** Start of SUPPLIED ENTRIES **

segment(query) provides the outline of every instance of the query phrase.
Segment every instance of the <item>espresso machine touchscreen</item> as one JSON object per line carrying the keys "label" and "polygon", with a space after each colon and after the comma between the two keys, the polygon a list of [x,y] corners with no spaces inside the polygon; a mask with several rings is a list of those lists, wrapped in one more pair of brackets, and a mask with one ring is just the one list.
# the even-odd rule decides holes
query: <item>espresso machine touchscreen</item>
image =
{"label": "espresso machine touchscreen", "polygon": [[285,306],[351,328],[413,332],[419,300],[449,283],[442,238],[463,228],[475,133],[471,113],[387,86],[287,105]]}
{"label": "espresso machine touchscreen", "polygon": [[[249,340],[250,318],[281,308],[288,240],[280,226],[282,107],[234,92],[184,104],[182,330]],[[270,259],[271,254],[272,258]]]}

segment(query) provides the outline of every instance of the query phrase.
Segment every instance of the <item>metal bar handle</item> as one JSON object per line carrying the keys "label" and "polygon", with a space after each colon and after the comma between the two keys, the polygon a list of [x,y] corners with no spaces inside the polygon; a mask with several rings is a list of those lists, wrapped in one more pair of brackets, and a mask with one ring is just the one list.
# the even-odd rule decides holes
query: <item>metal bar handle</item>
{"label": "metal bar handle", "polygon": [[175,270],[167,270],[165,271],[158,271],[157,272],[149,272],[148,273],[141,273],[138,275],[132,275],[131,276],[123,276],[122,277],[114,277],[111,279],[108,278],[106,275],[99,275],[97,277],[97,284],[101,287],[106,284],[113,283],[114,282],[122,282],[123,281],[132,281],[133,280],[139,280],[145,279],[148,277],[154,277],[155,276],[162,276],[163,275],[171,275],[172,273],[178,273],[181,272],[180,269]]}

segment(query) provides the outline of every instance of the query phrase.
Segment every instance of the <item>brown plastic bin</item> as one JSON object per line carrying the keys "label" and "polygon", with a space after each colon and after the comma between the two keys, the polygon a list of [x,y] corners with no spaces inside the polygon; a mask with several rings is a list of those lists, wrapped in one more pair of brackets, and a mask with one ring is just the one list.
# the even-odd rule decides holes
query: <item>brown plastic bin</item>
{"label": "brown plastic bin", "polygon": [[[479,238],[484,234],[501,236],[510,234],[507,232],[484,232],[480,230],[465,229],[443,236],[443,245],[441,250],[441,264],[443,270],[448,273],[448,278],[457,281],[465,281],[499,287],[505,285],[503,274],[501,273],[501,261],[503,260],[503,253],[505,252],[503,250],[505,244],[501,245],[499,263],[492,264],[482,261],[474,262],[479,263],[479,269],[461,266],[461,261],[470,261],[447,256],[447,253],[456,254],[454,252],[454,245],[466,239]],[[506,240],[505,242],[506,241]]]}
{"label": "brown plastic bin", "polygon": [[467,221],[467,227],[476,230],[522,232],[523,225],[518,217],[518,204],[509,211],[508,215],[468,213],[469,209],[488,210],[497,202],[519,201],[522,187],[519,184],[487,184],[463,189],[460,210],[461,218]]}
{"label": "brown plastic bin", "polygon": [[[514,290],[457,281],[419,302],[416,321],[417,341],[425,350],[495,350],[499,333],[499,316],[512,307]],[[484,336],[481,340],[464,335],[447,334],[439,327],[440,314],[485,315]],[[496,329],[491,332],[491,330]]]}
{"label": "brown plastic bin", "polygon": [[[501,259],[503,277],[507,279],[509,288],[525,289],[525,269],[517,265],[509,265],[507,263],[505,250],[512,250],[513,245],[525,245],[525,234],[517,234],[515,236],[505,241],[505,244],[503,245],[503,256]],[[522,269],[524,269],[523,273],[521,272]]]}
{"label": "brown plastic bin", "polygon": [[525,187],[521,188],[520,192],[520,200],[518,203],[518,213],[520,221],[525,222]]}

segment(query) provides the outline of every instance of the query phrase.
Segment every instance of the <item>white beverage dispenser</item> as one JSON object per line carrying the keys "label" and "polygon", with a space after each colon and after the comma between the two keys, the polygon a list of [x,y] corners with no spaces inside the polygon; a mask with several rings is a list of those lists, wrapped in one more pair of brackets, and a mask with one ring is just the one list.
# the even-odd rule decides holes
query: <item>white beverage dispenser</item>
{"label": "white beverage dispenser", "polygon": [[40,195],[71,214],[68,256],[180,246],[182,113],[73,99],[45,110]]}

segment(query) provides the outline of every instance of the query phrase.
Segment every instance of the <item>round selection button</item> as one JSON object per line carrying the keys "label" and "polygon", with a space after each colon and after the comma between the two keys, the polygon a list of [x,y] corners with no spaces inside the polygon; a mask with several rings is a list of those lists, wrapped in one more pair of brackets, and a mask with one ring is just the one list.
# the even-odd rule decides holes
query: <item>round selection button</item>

** End of SUPPLIED ENTRIES **

YOUR OBJECTIVE:
Pull out each line from the rows above that contains the string "button".

REPLY:
Segment every instance of the <item>round selection button</item> as one JSON object per line carrying the keys "label" and "polygon", with a space after each colon and after the comma between the two keys, the polygon a list of [x,y] corners with no spaces inside the polygon; a mask with several rings is a list of those lists, wrapped in one more pair of brackets, and a mask with one ring is just the one list.
query: <item>round selection button</item>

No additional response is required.